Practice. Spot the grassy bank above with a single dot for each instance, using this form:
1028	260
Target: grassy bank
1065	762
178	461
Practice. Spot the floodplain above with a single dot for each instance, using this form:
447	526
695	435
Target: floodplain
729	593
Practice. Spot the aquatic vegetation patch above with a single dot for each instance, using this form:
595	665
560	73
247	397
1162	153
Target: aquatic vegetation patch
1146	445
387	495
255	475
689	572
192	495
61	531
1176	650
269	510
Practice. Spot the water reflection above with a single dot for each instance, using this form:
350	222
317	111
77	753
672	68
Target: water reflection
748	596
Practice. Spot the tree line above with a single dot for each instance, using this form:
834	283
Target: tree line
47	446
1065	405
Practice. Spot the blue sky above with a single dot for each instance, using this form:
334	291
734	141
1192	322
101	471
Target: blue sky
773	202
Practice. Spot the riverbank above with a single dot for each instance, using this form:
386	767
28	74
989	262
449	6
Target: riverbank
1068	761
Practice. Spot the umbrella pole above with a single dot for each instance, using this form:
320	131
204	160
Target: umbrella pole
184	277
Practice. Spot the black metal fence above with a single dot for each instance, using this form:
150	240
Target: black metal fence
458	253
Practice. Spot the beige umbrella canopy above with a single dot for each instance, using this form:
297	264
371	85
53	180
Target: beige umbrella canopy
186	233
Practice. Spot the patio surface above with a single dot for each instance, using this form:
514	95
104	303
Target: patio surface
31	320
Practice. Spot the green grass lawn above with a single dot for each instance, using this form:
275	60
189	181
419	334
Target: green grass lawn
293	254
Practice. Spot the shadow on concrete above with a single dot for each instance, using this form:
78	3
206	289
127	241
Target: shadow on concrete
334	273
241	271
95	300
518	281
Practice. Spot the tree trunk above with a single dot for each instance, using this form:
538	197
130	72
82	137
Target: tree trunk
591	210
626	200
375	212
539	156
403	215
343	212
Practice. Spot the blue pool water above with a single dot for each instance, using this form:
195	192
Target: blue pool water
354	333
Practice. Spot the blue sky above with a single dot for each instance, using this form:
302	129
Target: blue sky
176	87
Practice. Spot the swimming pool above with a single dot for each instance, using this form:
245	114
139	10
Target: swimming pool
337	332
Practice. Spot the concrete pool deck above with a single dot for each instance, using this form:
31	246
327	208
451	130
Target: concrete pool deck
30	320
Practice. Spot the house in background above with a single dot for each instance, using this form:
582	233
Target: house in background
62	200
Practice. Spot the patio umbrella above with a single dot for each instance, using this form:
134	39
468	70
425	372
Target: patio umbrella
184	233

--------

### EXERCISE BRIEF
Transcribe every entry word for word.

### ANSWER FOR THE TASK
Practice. Spot the grassy bank above with a single dot for each instance, using this form:
1028	260
Target: grassy bank
1065	762
178	461
Practice. Spot the floodplain above with a single dot for each instance, using this form:
447	526
695	435
Target: floodplain
729	593
Practice. Spot the aquatic vegetation patch above with a single dot for each instance, using this form:
595	665
560	73
247	397
1162	153
Target: aquatic vegetation patch
1146	445
387	495
255	475
689	572
192	495
61	531
1176	650
269	510
Practice. Spot the water reflection above with a single dot for each instance, using this form:
350	222
317	111
77	753
672	68
Target: water reflection
748	596
Practice. Spot the tree line above with a single dot for each instance, using this form:
834	283
Target: tree line
47	446
1065	405
Practice. Spot the blue sky above with a single dot for each instance, using this form:
334	291
734	141
1192	322
101	471
Target: blue sky
773	202
Practice. Spot the riverbank above with a single dot for each instance, using this form:
386	767
28	74
989	262
449	6
Target: riverbank
1068	761
Practice. Spot the umbrella pole above with a single dot for each instance, using this form:
320	131
204	160
Target: umbrella pole
184	277
Practice. Spot the black metal fence above with a single dot for each instance, using this form:
150	240
Target: black metal fence
458	253
Practice. Spot the beige umbrella canopy above with a single dot for each instance, using this form:
297	264
371	85
53	180
Target: beige umbrella canopy
186	233
Practice. Spot the patio surface above with a single dot for each instance, using this form:
514	95
104	303
Target: patio surface
31	320
Practice. Spot the green grass lawn above with a single dot for each instance, using this form:
275	60
189	181
419	334
Target: green grass lawn
293	254
Practice. Spot the shadow on concrete above with a single dot for each instance, using this form:
78	3
206	289
127	241
Target: shadow on concrete
334	273
241	271
95	300
518	281
Practice. Spot the tree trunk above with a single dot for each instance, using this form:
538	197
130	72
82	137
Target: tree trunk
591	210
626	200
375	212
539	156
403	215
343	212
Practice. Spot the blue pool water above with a single dot for each instance, using this form:
195	192
Target: blue pool water
354	333
Practice. Spot the blue sky above with a single dot for each instance, using this form:
302	129
Target: blue sky
176	87
Practice. Spot the swimming pool above with a single dot for each instance, using this form:
245	114
139	10
Target: swimming pool
337	332
Practice. Spot the concrete pool deck above with a single dot for each instance, using this form:
31	246
327	208
451	130
Target: concrete pool deck
30	320
Practice. Spot the house in background above with a single dot for each instance, using this form:
582	233
Target: house in background
62	200
Practice. Spot the patio umbrella above with a single dot for each instance, using this form:
134	39
468	70
425	372
Target: patio umbrella
184	233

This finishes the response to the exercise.